=== What you will do ===
• 1. In the forum post about Airflow and RabbitMQ, what setting in airflow.cfg was the quorum queue assigned to?
• 2. Find and copy every line of the listing that contains the word "outline", matching case exactly.

=== Source document ===
— begin —

As I didn't have better ideas, I created a quorum queue in RabbitMQ and 
set it as default_queue in airflow.cfg. Then I started airflow celery 
worker on two nodes.

On one node, the worker started successfully, but on the other node it 
failed with error below.

Has anyone gotten Airflow working successfully with quorum queues in 
rabbitmq?

INFO/MainProcess] mingle: sync complete
CRITICAL/MainProcess] Unrecoverable error: PreconditionFailed(406, 
"PRECONDITION_FAILED - inequivalent arg 'x-queue-type' for queue 
'airflow-default' in vhost 'airflow_ci': received none but current is 
the value 'quorum' of type 'longstr'", (50, 10), 'Queue.declare')
Traceback (most recent call last):
    File 
"/opt/virtualenv/dg_etl/lib/python3.9/site-packages/celery/worker/worker.py", 
line 203, in start
      self.blueprint.start(self)
    File 
"/opt/virtualenv/dg_etl/lib/python3.9/site-packages/celery/bootsteps.py", line 
116, in start
      step.start(parent)
    File 
"/opt/virtualenv/dg_etl/lib/python3.9/site-packages/celery/bootsteps.py", line 
365, in start
      return self.obj.start()
    File 
"/opt/virtualenv/dg_etl/lib/python3.9/site-packages/celery/worker/consumer/consumer.py", 
line 326, in start
      blueprint.start(self)
    File 
"/opt/virtualenv/dg_etl/lib/python3.9/site-packages/celery/bootsteps.py", line 
116, in start
      step.start(parent)
    File 
"/opt/virtualenv/dg_etl/lib/python3.9/site-packages/celery/worker/consumer/tasks.py", 
line 38, in start
      c.task_consumer = c.app.amqp.TaskConsumer(
    File 
"/opt/virtualenv/dg_etl/lib/python3.9/site-packages/celery/app/amqp.py", 
line 274, in TaskConsumer
      return self.Consumer(
    File 
"/opt/virtualenv/dg_etl/lib/python3.9/site-packages/kombu/messaging.py", 
line 387, in __init__
      self.revive(self.channel)

— end —

(Stored items from a collection)
— begin —

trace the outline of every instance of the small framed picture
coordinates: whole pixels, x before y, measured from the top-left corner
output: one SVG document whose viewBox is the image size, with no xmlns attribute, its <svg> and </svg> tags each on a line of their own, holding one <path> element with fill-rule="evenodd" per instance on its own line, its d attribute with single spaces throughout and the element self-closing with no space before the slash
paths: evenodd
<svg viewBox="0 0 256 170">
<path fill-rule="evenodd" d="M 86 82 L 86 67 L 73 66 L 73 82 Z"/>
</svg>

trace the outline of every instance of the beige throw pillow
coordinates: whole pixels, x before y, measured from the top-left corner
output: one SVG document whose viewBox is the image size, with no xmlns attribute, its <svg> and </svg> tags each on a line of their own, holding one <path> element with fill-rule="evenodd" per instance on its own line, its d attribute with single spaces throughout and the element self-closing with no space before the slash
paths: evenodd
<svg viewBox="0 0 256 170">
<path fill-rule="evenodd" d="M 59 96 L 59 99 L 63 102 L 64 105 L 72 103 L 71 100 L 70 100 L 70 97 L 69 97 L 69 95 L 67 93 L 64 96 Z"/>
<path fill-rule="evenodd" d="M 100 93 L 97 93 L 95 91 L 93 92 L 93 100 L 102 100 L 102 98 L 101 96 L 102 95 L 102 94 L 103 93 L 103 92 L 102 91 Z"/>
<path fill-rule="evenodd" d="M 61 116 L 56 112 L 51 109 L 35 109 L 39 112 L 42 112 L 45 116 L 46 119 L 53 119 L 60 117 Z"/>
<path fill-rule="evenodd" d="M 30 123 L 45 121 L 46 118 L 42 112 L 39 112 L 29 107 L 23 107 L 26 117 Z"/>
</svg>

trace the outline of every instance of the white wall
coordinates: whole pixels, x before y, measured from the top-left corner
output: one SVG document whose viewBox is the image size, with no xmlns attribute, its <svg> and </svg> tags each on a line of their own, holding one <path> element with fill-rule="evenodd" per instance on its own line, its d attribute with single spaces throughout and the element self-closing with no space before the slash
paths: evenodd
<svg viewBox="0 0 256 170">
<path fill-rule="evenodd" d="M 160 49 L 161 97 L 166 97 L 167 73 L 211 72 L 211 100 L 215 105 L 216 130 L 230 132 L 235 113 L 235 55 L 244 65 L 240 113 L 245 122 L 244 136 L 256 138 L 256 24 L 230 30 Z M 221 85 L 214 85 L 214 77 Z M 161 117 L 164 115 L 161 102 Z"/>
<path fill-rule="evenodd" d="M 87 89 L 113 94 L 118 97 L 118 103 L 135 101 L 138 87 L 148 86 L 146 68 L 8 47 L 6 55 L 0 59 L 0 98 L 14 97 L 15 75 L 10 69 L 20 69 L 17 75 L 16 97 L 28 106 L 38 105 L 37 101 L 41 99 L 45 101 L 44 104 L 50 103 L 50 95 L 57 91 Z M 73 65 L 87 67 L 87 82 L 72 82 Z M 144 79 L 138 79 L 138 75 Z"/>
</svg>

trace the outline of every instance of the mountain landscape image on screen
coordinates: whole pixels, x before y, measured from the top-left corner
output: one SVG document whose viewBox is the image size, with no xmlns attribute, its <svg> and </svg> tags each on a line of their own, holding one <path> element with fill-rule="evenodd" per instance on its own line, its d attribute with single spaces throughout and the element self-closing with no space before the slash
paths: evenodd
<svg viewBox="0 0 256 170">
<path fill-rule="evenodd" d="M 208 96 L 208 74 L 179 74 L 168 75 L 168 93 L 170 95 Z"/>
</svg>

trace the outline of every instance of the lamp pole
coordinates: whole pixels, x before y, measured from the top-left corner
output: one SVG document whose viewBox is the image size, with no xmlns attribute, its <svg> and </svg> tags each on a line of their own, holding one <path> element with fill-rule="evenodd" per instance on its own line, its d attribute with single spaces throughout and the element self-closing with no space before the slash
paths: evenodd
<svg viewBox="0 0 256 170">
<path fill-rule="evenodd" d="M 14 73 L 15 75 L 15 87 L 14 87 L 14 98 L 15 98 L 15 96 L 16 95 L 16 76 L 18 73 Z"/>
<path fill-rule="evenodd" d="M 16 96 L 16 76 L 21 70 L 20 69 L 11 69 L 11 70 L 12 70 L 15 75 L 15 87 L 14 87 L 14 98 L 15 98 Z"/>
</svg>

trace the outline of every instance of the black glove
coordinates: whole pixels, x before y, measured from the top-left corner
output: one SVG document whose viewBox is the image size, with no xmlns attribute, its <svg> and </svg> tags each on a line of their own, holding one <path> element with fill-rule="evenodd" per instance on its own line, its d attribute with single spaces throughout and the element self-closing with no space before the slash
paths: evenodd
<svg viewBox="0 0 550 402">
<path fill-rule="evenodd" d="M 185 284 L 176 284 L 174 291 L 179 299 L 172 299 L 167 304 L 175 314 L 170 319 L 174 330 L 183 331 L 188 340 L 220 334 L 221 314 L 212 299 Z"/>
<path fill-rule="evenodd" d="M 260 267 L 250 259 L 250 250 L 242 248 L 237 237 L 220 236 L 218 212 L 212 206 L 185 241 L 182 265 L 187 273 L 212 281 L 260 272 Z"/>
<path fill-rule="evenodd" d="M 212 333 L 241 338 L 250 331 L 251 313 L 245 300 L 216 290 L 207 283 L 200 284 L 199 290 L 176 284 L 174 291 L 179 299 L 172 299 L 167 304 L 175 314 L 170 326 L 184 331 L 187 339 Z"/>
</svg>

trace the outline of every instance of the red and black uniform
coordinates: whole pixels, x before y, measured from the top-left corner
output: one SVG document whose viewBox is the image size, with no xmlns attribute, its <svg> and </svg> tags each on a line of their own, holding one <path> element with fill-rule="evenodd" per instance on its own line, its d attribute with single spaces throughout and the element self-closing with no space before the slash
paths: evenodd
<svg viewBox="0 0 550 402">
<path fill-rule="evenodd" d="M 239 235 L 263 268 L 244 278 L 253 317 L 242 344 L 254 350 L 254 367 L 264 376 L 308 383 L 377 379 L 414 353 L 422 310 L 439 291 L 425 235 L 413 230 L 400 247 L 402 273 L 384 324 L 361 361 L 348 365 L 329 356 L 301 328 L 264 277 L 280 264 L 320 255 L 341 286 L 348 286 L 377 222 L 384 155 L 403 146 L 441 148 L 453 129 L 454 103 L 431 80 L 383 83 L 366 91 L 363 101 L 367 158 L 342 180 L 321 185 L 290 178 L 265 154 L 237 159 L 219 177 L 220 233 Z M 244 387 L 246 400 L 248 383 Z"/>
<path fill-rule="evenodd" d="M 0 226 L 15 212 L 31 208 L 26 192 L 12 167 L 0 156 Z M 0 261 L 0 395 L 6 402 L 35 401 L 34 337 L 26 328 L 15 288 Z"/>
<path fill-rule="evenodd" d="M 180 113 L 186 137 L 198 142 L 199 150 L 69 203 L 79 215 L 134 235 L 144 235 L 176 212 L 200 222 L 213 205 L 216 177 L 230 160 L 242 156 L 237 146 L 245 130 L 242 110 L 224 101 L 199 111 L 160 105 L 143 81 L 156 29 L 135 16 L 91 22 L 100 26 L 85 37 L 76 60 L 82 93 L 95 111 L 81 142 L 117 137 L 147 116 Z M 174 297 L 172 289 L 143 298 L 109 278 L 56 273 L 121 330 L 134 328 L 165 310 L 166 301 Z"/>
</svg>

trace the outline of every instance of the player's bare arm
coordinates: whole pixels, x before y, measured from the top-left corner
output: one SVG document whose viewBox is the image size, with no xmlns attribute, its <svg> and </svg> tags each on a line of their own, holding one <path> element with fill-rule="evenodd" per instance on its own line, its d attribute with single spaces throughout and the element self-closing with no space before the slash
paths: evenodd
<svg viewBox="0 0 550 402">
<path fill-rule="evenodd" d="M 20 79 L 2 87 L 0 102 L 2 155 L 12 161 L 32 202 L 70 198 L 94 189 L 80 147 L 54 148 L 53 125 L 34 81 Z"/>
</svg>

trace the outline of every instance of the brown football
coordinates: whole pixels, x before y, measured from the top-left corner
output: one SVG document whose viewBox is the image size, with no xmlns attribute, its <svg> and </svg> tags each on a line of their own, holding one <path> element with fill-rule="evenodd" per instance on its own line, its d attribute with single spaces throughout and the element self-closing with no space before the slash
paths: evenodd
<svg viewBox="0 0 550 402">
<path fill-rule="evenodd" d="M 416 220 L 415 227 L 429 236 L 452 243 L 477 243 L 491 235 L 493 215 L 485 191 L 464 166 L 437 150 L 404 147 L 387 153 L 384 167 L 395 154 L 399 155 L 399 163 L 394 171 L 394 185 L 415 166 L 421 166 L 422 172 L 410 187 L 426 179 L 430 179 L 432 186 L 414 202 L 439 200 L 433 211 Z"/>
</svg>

— end —

=== Answers for the exercise ===
• 1. default_queue

• 2.
trace the outline of every instance of the small framed picture
trace the outline of every instance of the beige throw pillow
trace the outline of every instance of the white wall
trace the outline of every instance of the mountain landscape image on screen
trace the outline of every instance of the lamp pole
trace the outline of every instance of the black glove
trace the outline of every instance of the red and black uniform
trace the outline of every instance of the player's bare arm
trace the outline of every instance of the brown football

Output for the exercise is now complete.